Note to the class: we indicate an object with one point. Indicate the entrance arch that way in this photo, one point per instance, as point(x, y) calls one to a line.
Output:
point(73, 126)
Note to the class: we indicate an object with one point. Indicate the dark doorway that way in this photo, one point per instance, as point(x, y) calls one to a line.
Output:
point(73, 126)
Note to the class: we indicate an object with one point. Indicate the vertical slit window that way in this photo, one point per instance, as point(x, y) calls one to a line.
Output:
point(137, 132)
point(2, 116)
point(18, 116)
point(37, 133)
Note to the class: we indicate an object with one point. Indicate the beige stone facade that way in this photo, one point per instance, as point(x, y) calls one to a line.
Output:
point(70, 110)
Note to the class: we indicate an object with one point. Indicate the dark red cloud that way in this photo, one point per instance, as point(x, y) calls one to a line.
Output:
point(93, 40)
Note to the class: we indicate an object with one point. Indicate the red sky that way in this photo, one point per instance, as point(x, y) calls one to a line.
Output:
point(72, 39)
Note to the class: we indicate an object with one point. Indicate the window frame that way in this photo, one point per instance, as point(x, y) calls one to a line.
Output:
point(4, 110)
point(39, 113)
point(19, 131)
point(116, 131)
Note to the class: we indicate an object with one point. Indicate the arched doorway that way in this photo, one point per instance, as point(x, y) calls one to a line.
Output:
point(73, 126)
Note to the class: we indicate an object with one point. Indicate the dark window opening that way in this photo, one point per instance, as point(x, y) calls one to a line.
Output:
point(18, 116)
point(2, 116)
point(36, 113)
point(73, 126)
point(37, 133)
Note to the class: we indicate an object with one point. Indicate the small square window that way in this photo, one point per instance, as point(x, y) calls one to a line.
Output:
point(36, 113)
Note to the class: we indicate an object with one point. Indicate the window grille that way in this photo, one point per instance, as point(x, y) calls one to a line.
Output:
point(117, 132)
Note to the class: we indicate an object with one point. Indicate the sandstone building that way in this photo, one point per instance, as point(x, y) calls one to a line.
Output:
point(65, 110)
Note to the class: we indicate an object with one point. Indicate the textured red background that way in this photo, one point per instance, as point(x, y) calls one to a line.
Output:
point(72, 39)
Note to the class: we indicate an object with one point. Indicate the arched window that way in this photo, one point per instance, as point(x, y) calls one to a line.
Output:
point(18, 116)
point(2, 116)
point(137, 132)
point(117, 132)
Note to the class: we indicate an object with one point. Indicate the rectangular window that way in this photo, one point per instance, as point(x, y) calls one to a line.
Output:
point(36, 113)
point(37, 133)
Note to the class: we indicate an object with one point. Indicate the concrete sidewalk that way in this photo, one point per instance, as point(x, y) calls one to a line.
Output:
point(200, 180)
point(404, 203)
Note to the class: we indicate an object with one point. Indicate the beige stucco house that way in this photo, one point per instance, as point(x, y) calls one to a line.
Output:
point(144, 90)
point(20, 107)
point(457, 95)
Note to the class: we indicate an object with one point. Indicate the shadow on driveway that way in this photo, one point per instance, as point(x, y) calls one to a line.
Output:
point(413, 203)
· · · ·
## Objective
From the records above, extract everything verbatim.

## Task response
Note to the class: we indicate an object with one point. Indicate the entrance arch that way in this photo, one point per instance, as point(x, y) calls one to a line.
Output:
point(73, 126)
Note to the class: we indicate an object with one point. Indicate the dark doorway that way in this photo, one point per instance, as point(x, y) calls one to a line.
Output:
point(73, 126)
Note to the class: we indicate an object with one point. Indicate the vertical slit window that way in this photo, one point per instance, as point(x, y) calls one to a line.
Output:
point(137, 132)
point(2, 116)
point(18, 116)
point(37, 133)
Note to the class: we indicate an object with one point. Indicate the beige stone facade that way in this photo, one point per instance, as point(x, y) calls one to a line.
Output:
point(70, 110)
Note to the class: we indicate an object with one point. Indicate the dark red cloud that way in this photo, one point per instance, as point(x, y) calls one to a line.
Output:
point(93, 40)
Note to the class: we indicate an object with one point. Indicate the red sky that way in this photo, one point per instance, as point(x, y) calls one to a line.
Output:
point(72, 39)
Note to the class: we indicate an object with one point. Indicate the window frame that way in this photo, one point per instance, as point(x, y) calls one to a line.
Output:
point(4, 110)
point(39, 113)
point(19, 131)
point(116, 131)
Note to the class: we indicate an object with one point. Indicate the arched doorway that way in this photo, one point per instance, as point(x, y) calls one to a line.
Output:
point(73, 126)
Note to the class: we indicate an object with one point. Indicate the dark window opening that way in this photo, one point per instance, as point(x, y) calls one to a line.
Output:
point(18, 116)
point(2, 116)
point(36, 113)
point(73, 126)
point(37, 133)
Note to the class: we indicate an object with one point. Indicate the small square window that way in this photo, one point per instance, as point(x, y) calls one to a line.
Output:
point(36, 113)
Note to the class: we indicate an object with one point. Indicate the window grille that way in this photo, one point per instance, as point(x, y) calls one to a line.
Output:
point(117, 132)
Note to the class: we indicate an object with one point. Indicate the sandstone building that way in this photo, one point per instance, as point(x, y) calls one to a line.
Output:
point(65, 110)
Note to the class: we indicate an object with one point. Indicate the textured red background that way in this photo, one point per instance, as point(x, y) calls one to a line.
Output:
point(72, 39)
Note to the class: we indicate an object with one point. Indicate the arched window that way in this photo, one point per instance, as point(x, y) calls one to a line.
Output:
point(18, 116)
point(2, 116)
point(137, 132)
point(117, 132)
Note to the class: we indicate an object with one point. Indicate the rectangular window that way in this photo, one point per instance, as point(x, y) calls one to a line.
Output:
point(36, 113)
point(37, 133)
Note to the class: we indicate an object with one point. Indicate the concrete sidewalk that way in this photo, one point per instance, as point(x, y) calls one to a line.
Output:
point(200, 180)
point(404, 203)
Note to the class: we indicate an object with one point. Indicate the beige stucco house that way in this photo, one point per instance, as point(x, y) calls one to a line.
Output:
point(144, 90)
point(20, 107)
point(457, 95)
Note to the class: we indicate an object with one point. Indicate the shadow on driveway that way in this photo, one point per instance, as point(x, y) calls one to a line.
Output:
point(413, 203)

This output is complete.